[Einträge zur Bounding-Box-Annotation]

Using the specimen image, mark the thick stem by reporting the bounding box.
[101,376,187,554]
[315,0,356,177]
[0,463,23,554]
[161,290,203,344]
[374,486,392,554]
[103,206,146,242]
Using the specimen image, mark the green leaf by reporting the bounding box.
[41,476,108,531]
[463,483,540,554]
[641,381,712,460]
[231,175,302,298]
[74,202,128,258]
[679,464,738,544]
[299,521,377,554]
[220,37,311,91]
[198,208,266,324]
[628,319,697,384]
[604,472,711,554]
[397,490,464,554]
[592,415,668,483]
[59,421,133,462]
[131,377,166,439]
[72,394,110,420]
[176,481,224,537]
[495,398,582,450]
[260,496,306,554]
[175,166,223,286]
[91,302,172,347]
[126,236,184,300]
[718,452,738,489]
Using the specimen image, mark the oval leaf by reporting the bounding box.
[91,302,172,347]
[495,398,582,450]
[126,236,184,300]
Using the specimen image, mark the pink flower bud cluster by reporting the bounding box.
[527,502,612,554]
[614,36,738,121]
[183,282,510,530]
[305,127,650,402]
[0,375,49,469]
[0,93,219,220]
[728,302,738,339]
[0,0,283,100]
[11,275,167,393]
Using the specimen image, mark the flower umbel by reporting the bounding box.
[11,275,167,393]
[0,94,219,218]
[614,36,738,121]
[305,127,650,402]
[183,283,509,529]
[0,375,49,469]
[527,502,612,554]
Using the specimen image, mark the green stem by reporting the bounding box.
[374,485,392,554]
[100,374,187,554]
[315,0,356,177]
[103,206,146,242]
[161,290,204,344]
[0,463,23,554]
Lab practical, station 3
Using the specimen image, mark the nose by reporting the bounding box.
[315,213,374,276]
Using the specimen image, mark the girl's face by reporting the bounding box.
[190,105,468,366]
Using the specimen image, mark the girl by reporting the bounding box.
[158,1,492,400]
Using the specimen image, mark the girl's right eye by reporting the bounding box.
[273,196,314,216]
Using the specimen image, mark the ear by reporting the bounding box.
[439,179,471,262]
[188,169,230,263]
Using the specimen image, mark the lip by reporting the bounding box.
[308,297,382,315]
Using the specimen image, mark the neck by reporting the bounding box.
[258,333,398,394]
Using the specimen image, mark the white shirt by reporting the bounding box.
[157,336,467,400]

Gegebene Aufgabe ▸ Bring den Abschnitt von der Zeile mit „Using the specimen image, mark the white“ bis einschließlich der letzten Zeile oben in die Form einer nummerierten Liste und lass dabei Leerzeilen weg.

Richtige Ausgabe ▸
1. Using the specimen image, mark the white shirt by reporting the bounding box.
2. [157,336,467,400]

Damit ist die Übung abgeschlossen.